Week 2 - Day 2

Fall 2022

Jared Joseph

September 14, 2022

Overview

Timeline

  • Things to keep in mind
  • Learn about R/R studio (Posit)
  • R vocab
  • Functions
  • Vectors
  • Dataframes

Goal

To introduce R and R Studio, as well as basic data terms.

Things to keep in mind

  • Coding is in no way “natural”
  • The first step is often hardest
  • Mistakes are part of the process
  • You won’t break anything (yet)
  • There is hardly ever a right way to do things
  • Work with others
  • Try to think like the computer
  • Treat it like a puzzle game

R Studio (Posit) Interface

Relationship between R and R Studio (Posit)

R

R Studio (Posit)

Tour of the Interface

Coding in R

Project Setup

Where Code Lives

Console

Where code does the thing

Scripts

Where you plan doing the thing

Quarto

Where you write about the thing

Key Terms

  • R stores data as objects, think of them like a box you can put things in
  • You put things in a box using an assignment
  • The stuff that goes in objects have various data types, namely:
    • logical - TRUE or FALSE
    • integer - whole numbers like 1, 5, 100
    • numeric - numbers with decimal places like 5.25
    • character - anything with letters
    • factors - for categorical data, numbers with descriptive labels
    • NA - NAs are missing values
  • Ask R to do things to stuff in the boxes using functions (think verbs)

**WRITTEN INSTRUCTION 1**
Recast the records as a JSON list of strings, one string per line, skipping blank lines. Start at the beginning of the records and continue through the line containing "x=55, y=285", leaving out the pictures.

**DATASET**
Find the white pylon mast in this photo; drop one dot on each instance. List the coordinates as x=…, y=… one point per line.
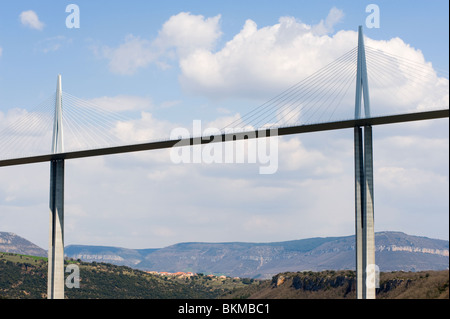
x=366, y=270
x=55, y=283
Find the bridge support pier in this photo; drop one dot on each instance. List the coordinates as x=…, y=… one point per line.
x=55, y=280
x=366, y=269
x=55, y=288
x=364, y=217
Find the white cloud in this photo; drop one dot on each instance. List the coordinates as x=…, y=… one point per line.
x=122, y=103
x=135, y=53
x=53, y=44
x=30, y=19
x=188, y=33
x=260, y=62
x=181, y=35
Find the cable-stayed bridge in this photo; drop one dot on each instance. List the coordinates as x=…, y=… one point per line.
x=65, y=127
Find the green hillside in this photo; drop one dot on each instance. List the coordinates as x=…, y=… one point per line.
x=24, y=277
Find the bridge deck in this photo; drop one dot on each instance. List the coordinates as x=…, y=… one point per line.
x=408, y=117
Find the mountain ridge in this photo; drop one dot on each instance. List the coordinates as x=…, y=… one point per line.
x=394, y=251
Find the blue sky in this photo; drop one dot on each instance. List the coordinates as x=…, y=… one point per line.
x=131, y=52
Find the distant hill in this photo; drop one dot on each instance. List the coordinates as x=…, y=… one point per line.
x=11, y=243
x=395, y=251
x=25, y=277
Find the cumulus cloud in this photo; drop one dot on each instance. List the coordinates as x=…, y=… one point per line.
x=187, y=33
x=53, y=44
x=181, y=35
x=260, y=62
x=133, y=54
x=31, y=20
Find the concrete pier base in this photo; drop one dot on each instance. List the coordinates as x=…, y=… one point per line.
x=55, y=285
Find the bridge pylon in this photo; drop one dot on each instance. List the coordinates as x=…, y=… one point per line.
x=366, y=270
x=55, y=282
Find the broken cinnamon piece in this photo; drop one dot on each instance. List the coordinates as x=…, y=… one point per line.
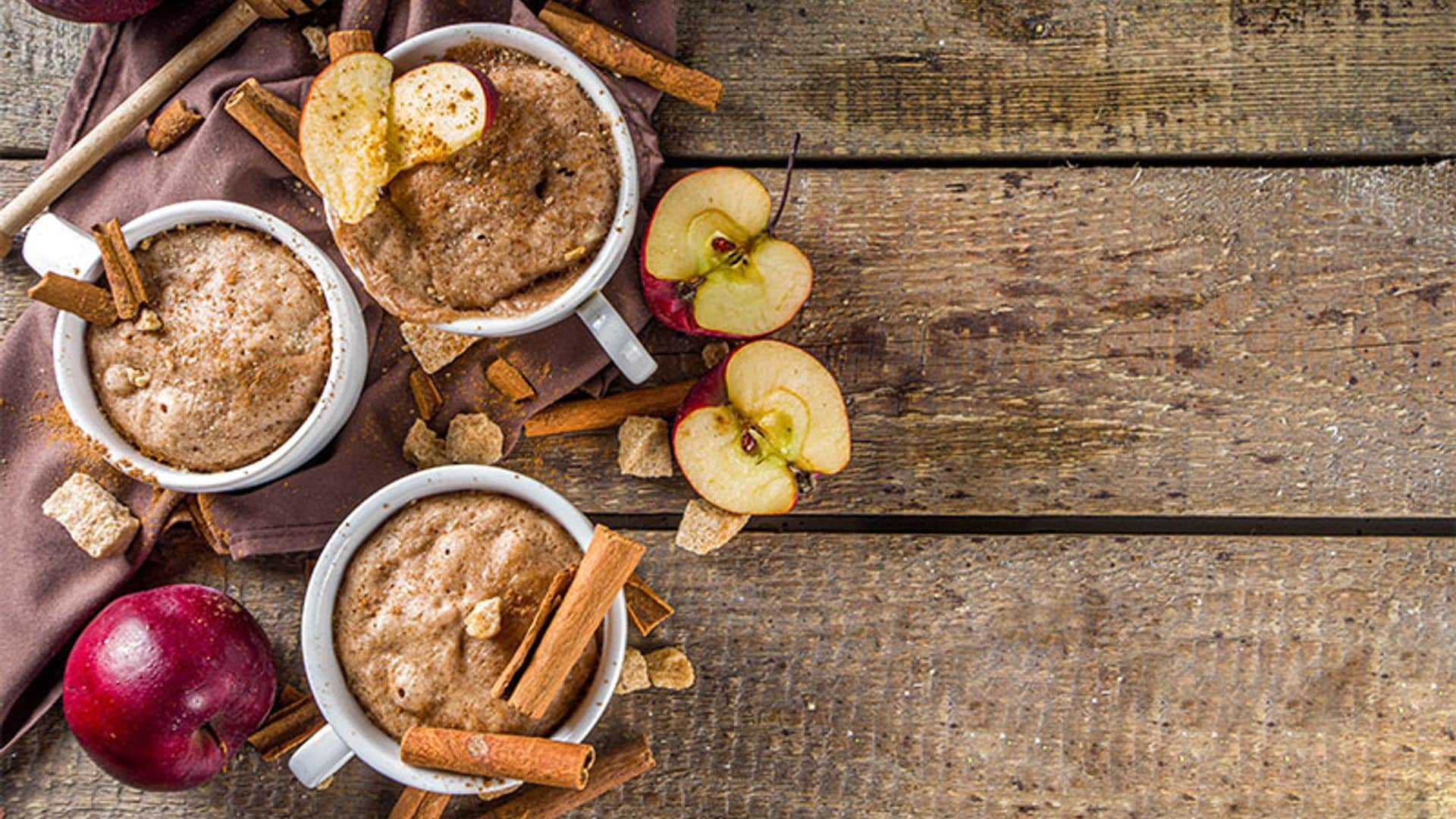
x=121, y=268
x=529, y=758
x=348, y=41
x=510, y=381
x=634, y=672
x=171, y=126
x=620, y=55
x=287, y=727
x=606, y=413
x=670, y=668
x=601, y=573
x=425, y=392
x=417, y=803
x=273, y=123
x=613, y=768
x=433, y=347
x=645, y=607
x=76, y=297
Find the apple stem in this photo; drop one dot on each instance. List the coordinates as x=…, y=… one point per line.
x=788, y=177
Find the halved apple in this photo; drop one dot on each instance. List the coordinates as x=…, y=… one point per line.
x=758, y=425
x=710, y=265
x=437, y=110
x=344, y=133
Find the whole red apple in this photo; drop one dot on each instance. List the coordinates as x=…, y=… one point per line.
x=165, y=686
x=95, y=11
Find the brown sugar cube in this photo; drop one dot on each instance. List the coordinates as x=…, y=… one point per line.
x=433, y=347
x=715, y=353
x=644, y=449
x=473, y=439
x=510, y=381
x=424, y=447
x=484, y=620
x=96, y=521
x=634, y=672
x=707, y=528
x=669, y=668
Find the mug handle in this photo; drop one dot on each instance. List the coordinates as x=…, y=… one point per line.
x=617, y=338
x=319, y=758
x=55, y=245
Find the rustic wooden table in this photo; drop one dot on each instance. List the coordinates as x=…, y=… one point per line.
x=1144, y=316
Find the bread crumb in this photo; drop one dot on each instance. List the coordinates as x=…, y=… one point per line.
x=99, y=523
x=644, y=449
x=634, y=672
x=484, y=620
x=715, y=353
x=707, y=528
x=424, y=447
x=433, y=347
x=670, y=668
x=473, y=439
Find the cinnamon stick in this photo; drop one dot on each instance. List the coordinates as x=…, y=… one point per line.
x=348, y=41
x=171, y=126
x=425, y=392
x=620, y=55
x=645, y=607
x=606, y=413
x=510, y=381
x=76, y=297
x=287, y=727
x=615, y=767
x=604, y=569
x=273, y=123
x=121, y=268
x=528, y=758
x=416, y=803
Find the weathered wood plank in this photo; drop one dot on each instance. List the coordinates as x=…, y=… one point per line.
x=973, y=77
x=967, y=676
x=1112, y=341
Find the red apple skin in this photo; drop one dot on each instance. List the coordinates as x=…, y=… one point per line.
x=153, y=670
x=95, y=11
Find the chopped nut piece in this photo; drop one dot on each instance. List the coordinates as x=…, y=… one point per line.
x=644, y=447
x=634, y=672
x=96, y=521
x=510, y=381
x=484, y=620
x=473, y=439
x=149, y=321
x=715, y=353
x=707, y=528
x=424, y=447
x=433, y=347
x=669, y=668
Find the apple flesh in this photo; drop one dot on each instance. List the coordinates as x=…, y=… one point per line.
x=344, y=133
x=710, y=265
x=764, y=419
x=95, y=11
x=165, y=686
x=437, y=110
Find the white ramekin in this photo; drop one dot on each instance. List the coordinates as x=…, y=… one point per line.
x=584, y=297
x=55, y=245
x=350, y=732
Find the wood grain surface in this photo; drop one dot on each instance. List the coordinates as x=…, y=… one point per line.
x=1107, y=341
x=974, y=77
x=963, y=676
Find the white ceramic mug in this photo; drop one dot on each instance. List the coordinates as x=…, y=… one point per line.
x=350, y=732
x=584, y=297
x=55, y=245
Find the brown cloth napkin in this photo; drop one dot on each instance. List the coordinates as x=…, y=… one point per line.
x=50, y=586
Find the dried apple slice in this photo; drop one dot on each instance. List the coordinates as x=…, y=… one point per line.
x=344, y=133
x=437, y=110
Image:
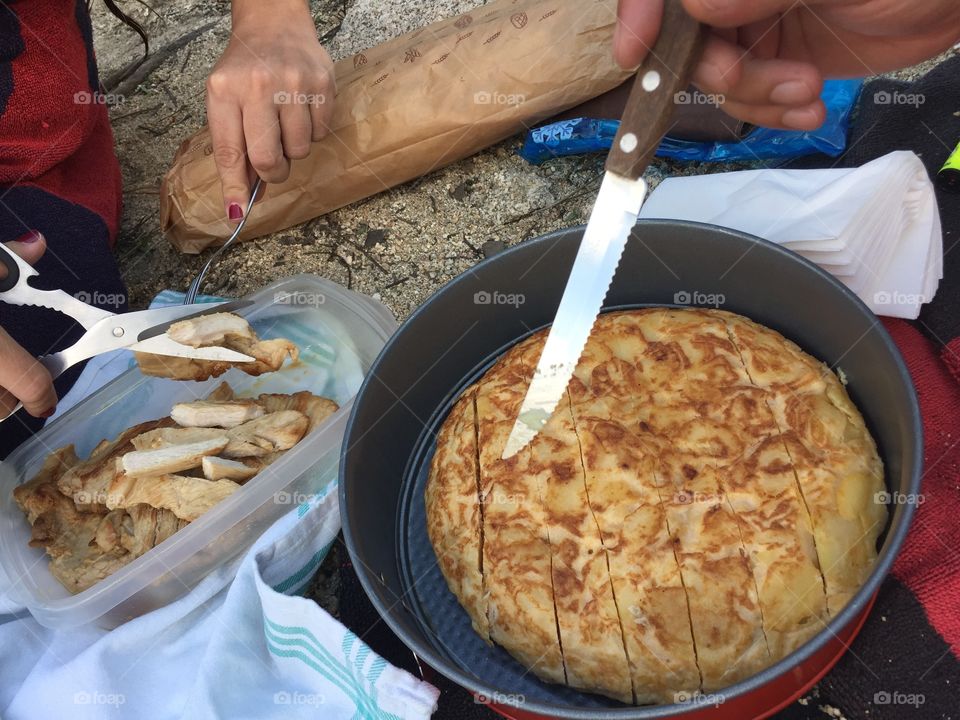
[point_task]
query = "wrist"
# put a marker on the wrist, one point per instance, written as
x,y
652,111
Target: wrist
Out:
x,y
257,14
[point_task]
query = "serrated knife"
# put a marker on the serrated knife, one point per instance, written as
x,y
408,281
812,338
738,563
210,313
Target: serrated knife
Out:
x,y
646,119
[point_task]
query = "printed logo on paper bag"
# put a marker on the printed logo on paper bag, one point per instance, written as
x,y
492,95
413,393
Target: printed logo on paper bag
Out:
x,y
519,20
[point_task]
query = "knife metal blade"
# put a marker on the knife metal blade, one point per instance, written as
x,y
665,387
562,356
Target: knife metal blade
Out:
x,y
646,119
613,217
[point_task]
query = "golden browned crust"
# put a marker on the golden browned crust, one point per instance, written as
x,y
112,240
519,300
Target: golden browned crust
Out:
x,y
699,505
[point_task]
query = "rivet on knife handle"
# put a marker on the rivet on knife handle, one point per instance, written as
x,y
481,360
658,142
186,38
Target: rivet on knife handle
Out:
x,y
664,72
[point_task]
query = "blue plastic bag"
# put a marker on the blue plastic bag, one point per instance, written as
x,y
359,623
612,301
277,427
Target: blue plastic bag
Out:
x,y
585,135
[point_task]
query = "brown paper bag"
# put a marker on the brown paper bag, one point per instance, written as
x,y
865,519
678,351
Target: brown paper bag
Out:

**WRITTEN INSTRUCTION 2**
Summarize the Week 2 - Day 2 slides in two sentences.

**WORKED SOLUTION 1**
[
  "Find the white pylon mast in this photo; drop one dot on each instance. List the coordinates as x=…, y=… one point per line.",
  "x=366, y=270",
  "x=55, y=283",
  "Find the bridge support pier in this photo; drop one dot on each instance. List the coordinates as x=…, y=… one point per line.",
  "x=55, y=280",
  "x=366, y=269",
  "x=55, y=288",
  "x=364, y=217",
  "Find the white cloud in this photo; drop one dot on each instance. List the coordinates as x=…, y=… one point per line.",
  "x=122, y=103",
  "x=135, y=53",
  "x=53, y=44",
  "x=30, y=19",
  "x=188, y=33",
  "x=260, y=62",
  "x=181, y=35",
  "Find the cable-stayed bridge in this photo; drop one dot on each instance. List the coordinates as x=…, y=… one point per line.",
  "x=65, y=127",
  "Find the green hillside in this photo; drop one dot on each instance. List the coordinates as x=…, y=… one point per line.",
  "x=24, y=277",
  "Find the bridge deck in this photo; drop one dot on each instance. List the coordinates as x=…, y=… one point per line.",
  "x=408, y=117",
  "Find the mountain ridge in this photo; drop one dot on each instance. List the coordinates as x=…, y=… one point per line.",
  "x=394, y=251",
  "Find the blue sky in this photo; drop one dot on each instance. List the coordinates as x=…, y=… one point per line.",
  "x=131, y=52",
  "Find the distant hill in this photo; drop one dot on each instance. List the coordinates as x=…, y=… one point per line.",
  "x=11, y=243",
  "x=395, y=251",
  "x=25, y=277",
  "Find the cumulus cloud in this photo; drop one dot on each instance. List the coordinates as x=…, y=… one point per line.",
  "x=187, y=33",
  "x=53, y=44",
  "x=181, y=35",
  "x=260, y=62",
  "x=133, y=54",
  "x=31, y=20",
  "Find the concrete pier base in this photo; drop one dot on each instance. List the coordinates as x=…, y=… one point per line.",
  "x=55, y=285"
]

**WORKED SOLUTION 2**
The Week 2 - Day 2 slides set out to introduce R and R Studio (Posit) along with basic data terms, and they remind learners that mistakes are part of the process and that they should work with others. They explain that R stores data as objects, like boxes filled through assignment, that the data can be of types such as logical, integer, numeric, character, factors and NA, and that functions are used to do things to what is in those boxes.